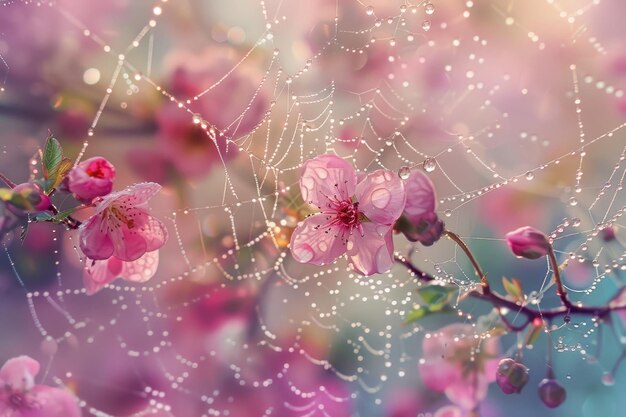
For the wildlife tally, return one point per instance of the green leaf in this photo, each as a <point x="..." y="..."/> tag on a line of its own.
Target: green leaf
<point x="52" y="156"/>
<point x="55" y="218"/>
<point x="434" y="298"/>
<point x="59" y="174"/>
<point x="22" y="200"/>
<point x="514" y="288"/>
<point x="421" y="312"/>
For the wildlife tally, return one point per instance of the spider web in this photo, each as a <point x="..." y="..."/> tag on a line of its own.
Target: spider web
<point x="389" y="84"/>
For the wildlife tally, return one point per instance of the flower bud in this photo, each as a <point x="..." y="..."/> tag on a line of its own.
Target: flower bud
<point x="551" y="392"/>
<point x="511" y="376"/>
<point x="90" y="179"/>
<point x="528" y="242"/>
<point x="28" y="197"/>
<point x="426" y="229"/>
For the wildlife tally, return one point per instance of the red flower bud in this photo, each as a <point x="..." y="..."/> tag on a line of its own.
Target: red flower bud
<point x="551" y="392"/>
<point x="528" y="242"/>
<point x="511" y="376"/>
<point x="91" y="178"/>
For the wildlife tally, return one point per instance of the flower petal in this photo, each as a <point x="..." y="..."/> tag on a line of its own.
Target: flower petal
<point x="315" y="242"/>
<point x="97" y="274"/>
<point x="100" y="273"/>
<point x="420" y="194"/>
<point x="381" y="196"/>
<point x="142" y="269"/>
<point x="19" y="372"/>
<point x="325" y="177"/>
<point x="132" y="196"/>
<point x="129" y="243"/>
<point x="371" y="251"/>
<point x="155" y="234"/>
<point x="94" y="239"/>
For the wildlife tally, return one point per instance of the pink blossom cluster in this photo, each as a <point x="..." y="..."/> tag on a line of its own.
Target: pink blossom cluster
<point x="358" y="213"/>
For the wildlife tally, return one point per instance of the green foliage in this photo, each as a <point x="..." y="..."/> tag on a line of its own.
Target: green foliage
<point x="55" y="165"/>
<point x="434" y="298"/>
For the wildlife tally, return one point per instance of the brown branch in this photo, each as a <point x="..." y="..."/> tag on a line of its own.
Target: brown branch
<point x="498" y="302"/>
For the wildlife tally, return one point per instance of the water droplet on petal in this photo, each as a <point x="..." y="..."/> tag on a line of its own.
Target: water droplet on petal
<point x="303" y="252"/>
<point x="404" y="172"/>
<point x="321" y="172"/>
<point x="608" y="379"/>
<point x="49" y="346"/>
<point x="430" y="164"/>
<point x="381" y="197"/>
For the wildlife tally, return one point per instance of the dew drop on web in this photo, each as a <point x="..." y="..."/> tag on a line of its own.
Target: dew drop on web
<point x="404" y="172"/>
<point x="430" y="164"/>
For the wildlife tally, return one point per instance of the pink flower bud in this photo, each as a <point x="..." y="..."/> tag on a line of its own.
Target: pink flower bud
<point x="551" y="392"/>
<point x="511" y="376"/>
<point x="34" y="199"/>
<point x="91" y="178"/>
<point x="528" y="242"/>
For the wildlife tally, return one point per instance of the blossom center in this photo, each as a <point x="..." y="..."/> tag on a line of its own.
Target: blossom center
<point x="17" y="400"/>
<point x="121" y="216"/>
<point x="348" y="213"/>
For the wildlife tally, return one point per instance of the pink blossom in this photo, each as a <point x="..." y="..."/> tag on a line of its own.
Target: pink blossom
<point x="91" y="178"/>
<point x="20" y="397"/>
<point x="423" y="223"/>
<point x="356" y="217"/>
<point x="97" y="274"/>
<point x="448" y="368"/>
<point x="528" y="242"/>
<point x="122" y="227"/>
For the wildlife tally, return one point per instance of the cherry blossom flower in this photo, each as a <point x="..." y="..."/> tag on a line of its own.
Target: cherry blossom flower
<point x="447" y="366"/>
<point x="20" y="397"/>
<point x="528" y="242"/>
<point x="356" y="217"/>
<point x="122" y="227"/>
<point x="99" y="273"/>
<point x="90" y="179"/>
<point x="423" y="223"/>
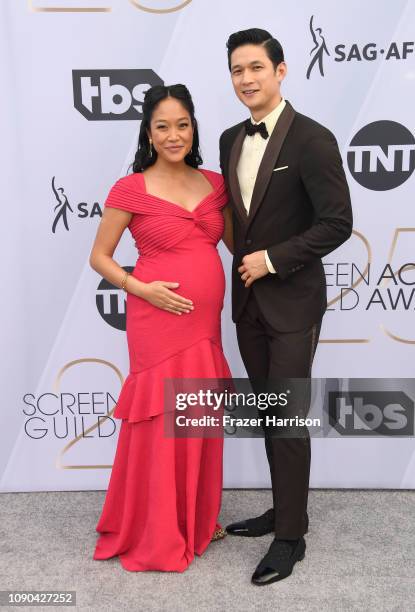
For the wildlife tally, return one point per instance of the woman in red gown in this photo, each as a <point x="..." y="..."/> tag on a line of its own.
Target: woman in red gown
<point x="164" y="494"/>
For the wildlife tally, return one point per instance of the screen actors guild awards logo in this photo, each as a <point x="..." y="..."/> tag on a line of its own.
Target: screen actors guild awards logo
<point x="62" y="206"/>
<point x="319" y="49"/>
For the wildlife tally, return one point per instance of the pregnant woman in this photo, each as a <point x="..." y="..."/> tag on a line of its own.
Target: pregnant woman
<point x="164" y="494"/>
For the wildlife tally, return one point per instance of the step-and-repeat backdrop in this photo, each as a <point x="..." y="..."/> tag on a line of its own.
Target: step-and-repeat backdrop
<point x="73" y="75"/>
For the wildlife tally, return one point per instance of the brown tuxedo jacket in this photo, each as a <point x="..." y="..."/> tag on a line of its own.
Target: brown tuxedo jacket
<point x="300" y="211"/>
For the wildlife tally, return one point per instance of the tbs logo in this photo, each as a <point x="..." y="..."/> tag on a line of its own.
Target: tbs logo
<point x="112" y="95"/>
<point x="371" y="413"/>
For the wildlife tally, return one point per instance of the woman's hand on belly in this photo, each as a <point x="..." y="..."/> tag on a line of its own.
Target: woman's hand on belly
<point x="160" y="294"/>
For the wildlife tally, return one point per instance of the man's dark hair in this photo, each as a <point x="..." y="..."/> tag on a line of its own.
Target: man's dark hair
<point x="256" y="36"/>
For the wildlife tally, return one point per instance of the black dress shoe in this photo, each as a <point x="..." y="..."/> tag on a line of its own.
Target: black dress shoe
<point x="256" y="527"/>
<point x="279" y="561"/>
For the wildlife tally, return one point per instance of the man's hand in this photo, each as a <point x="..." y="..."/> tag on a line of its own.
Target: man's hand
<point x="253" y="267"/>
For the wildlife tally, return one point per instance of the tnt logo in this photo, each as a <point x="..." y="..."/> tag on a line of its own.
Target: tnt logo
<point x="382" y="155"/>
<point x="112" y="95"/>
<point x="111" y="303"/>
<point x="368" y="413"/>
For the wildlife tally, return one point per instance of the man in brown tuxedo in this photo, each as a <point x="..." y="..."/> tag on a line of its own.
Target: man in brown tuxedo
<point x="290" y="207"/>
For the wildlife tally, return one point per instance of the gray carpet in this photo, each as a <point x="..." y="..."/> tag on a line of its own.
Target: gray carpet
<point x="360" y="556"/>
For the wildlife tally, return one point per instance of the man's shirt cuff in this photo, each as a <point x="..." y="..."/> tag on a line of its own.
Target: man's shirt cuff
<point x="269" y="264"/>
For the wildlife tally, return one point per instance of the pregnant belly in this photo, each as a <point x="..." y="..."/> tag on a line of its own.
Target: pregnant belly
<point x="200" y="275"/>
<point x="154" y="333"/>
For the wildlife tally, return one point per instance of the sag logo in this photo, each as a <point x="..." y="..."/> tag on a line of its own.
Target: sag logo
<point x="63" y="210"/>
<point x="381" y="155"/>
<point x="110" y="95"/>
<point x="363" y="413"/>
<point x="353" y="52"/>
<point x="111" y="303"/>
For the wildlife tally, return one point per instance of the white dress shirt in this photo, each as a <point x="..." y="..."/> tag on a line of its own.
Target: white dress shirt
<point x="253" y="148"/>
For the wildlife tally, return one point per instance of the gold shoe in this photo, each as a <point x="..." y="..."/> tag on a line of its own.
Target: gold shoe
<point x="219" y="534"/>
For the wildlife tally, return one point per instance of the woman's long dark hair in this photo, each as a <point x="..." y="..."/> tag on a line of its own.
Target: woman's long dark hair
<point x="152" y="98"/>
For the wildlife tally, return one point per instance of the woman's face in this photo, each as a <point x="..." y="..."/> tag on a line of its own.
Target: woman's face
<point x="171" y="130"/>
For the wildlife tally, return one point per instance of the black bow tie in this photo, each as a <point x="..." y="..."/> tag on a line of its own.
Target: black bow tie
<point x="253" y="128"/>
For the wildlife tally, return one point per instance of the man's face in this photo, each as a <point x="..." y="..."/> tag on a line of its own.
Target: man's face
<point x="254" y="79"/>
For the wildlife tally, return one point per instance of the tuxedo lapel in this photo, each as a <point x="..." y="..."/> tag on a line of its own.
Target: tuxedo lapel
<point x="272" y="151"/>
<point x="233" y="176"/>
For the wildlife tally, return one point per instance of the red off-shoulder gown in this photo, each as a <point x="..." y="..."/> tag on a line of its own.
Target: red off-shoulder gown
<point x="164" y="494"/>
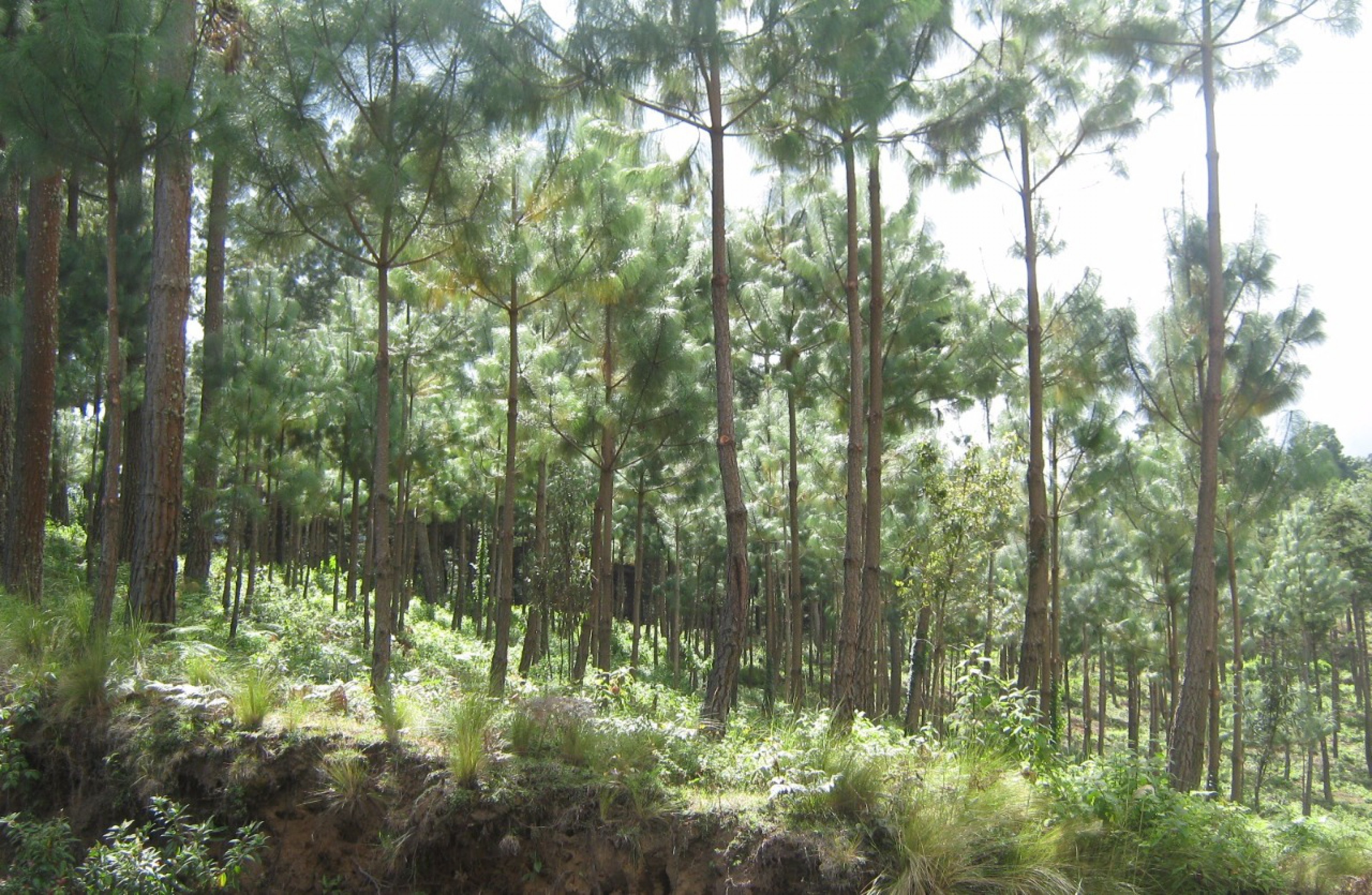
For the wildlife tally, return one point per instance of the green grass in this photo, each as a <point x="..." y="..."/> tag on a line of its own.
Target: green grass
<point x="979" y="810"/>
* * *
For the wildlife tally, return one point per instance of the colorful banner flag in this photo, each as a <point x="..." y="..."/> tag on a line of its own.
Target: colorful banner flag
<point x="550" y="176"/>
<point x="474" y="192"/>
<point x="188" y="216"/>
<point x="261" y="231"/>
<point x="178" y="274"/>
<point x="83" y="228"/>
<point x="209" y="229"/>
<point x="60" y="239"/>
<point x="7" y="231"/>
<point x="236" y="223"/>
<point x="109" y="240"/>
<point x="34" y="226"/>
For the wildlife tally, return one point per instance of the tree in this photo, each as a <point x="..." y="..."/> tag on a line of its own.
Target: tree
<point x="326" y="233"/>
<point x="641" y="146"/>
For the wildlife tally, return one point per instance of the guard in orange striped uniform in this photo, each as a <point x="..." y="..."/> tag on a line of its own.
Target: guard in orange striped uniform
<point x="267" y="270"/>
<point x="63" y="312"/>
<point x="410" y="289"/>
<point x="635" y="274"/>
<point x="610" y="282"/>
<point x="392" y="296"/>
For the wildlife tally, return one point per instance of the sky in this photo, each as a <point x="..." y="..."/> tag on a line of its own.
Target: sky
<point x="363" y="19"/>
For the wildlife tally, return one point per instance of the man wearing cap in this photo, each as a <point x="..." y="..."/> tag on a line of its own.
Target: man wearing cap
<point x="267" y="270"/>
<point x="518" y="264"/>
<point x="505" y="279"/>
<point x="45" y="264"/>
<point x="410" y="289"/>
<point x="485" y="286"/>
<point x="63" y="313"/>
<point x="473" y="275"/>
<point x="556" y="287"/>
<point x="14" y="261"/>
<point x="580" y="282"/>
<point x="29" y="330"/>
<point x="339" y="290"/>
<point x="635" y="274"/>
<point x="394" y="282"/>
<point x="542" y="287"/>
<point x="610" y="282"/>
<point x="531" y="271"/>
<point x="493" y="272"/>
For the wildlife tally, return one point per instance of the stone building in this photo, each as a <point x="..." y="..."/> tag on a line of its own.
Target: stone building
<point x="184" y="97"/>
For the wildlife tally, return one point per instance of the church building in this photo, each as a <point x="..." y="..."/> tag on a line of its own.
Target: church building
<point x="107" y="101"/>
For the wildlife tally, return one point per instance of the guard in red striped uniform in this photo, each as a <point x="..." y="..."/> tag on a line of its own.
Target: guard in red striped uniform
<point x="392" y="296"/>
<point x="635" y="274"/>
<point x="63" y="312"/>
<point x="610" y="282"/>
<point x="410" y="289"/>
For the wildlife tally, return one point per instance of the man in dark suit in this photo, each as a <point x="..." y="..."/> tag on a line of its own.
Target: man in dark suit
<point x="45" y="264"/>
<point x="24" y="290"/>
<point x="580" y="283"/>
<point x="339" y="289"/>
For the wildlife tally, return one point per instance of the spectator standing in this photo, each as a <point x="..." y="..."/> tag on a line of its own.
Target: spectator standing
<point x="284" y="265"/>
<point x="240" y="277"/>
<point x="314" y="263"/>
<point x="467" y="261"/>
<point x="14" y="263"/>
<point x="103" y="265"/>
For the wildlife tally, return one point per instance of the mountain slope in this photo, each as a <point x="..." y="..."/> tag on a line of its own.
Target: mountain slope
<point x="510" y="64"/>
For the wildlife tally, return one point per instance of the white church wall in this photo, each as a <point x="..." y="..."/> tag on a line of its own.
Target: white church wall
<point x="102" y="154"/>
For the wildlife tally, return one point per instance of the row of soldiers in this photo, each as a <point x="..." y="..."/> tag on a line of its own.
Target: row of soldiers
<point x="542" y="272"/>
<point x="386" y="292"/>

→ To be done
Identify every line in the two blocks above that contains the word "dark", and copy each such line in full.

→ Output
For the wildlife tally, return one point per instance of the man's dark hair in this photo, each as a <point x="..." y="..."/> tag on a line of its own.
Target: man's dark hair
For the wildlife tally, return one point per instance of the woman's long dark hair in this photo, each as a <point x="..." y="..."/> tag on a line of its own.
Target: woman's long dark hair
For the wildlife tally, return one point per instance of the man in dark suit in this photo, each as a <point x="..." y="..."/> tag on a line of its own.
Target: man in dark suit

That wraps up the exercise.